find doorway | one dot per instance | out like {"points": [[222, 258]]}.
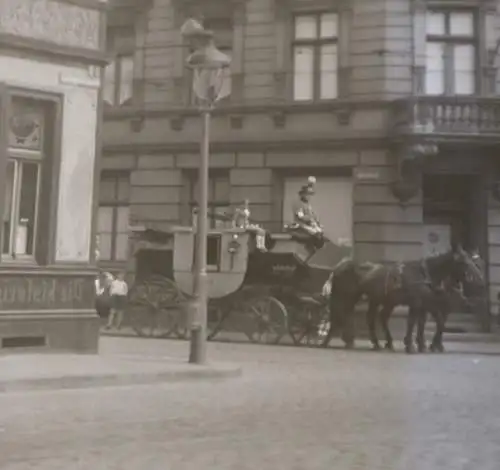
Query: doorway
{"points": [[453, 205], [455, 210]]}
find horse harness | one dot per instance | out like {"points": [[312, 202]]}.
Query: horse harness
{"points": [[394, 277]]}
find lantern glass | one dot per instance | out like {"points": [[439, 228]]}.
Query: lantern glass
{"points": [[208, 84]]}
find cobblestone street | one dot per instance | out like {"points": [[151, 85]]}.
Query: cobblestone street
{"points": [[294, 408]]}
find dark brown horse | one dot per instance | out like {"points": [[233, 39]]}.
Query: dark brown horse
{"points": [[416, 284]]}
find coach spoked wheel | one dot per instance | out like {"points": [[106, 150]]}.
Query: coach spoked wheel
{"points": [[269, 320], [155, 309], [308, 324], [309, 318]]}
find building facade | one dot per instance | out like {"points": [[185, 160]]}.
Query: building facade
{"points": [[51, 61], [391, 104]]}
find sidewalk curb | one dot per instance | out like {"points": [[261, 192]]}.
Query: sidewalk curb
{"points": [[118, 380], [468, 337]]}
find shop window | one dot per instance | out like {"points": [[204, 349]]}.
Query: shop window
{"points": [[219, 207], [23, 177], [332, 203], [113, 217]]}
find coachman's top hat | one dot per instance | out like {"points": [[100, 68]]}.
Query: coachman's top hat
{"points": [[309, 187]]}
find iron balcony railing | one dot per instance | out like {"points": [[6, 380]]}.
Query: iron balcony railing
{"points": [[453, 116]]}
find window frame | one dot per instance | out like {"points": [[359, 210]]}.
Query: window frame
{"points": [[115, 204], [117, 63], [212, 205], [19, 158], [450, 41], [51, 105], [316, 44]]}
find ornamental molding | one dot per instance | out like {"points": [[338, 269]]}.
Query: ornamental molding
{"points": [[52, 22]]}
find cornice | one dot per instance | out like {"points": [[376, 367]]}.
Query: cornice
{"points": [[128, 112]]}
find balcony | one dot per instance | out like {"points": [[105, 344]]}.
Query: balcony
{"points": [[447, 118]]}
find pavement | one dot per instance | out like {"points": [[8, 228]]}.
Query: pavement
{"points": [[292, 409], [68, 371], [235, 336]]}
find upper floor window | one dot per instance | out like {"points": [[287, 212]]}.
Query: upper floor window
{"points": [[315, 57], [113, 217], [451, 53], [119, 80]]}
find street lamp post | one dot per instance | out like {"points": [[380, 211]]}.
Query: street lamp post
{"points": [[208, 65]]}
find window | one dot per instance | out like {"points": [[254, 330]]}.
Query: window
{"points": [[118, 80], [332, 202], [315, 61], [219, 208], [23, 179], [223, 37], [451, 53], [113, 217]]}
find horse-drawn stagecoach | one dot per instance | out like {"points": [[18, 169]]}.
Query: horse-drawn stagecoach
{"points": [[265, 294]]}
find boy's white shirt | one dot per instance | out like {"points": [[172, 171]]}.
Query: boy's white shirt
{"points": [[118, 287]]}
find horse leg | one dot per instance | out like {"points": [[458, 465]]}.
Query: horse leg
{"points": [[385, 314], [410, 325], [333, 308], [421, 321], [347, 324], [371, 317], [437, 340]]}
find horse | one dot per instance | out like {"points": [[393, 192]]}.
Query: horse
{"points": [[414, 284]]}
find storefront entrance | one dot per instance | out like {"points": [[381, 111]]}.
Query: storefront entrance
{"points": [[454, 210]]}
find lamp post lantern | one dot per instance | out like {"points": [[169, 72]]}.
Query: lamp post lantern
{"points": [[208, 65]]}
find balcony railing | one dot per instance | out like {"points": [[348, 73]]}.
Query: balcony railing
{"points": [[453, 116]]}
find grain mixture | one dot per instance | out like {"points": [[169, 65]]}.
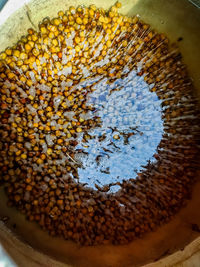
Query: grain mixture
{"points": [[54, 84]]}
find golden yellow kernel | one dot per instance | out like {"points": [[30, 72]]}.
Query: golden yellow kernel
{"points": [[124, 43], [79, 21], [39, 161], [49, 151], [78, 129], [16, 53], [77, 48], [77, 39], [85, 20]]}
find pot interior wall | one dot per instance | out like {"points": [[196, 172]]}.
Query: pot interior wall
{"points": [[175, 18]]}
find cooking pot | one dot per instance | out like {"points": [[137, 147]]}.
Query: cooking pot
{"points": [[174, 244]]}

-----

_ACTION ITEM:_ Could you set down, exactly as written, every line from the one with "find grain mixture" to the end of the data, both ends included? Leave out the pictures.

_RESPONSE TO THIS EXERCISE:_
find grain mixture | one dot per instance | out like {"points": [[169, 65]]}.
Query: grain mixture
{"points": [[54, 84]]}
find golden yellow kernel | one dot per instance | out like {"points": [[30, 72]]}.
Query: golden yellow kernel
{"points": [[124, 43], [79, 21], [39, 161], [49, 151], [78, 129], [16, 53], [77, 48], [77, 39], [85, 20]]}
find pot interior wall | one dot per instance | out like {"points": [[196, 172]]}.
Query: pot interior wall
{"points": [[175, 18]]}
find cooking pot | one dot per instance | out like {"points": [[137, 147]]}.
Query: cooking pot
{"points": [[174, 244]]}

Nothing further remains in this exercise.